---------- Extrait source

Mon enfant, ma bataille : quand les pères demandent la garde
Autorité parentale, garde alternée et exclusive, droit de visite. Face à la justice, les droits des pères sont relégués à la faveur de ceux de la mère. En France, des associations cherchent à venir en aide à ces pères abandonnés mais leurs recours restent encore limités.
Dans sa chanson de 1980, Mon fils, ma bataille, Daniel Balavoine chante l’histoire d’un père qui se bat pour la garde de son enfant. 40 années se sont écoulées et malgré quelques avancées en faveur des droits des pères, comme le rallongement récent du congé paternité de 11 à 28 jours, cette chanson reste plus que jamais d’actualité.
Une décision « stéréotypée »
La notion majeure débattue devant la justice lors des séparations avec enfants est la question de la garde. Juridiquement il existe deux types de gardes : l’exclusive et l’alternée. Le type de garde est instauré à l’amiable lorsque les parents sont d’accord. Cependant, dans la majorité des cas, c’est au juge aux affaires familiales que revient la décision et cette dernière, souvent stéréotypée, se solde en garde exclusive pour la mère. Théoriquement les juges font du « cas par cas » pour rendre leur décision, mais « les chiffres démontrent qu’il n’y a en fait que deux cas : la mère est d’accord avec le type de garde ou ne l’est pas ». Même si la décision finale est contestable, elle engendre alors une bataille judiciaire entre les parents dont le père sort majoritairement perdant.
40%
Des enfants voient rarement leur père suite à un divorce
20%
Des enfants ne voient plus leur père suite à un divorce
"Contre les discriminations, contre l'ignorance dont nous sommes victimes"

--------------------

- [Consigne]
Recopiez le passage de l'article sur les pères qui demandent la garde, depuis « La notion majeure » jusqu'à « sort majoritairement perdant. » inclus.

---------- Données fournies

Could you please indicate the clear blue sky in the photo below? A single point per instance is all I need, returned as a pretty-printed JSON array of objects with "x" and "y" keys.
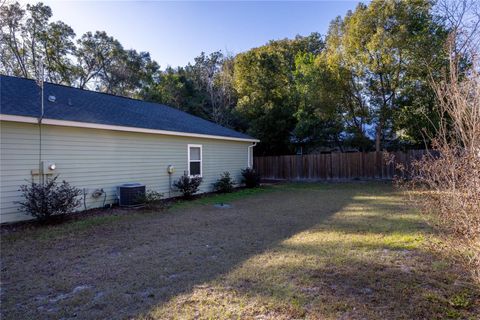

--------------------

- [Résultat attendu]
La notion majeure débattue devant la justice lors des séparations avec enfants est la question de la garde. Juridiquement il existe deux types de gardes : l’exclusive et l’alternée. Le type de garde est instauré à l’amiable lorsque les parents sont d’accord. Cependant, dans la majorité des cas, c’est au juge aux affaires familiales que revient la décision et cette dernière, souvent stéréotypée, se solde en garde exclusive pour la mère. Théoriquement les juges font du « cas par cas » pour rendre leur décision, mais « les chiffres démontrent qu’il n’y a en fait que deux cas : la mère est d’accord avec le type de garde ou ne l’est pas ». Même si la décision finale est contestable, elle engendre alors une bataille judiciaire entre les parents dont le père sort majoritairement perdant.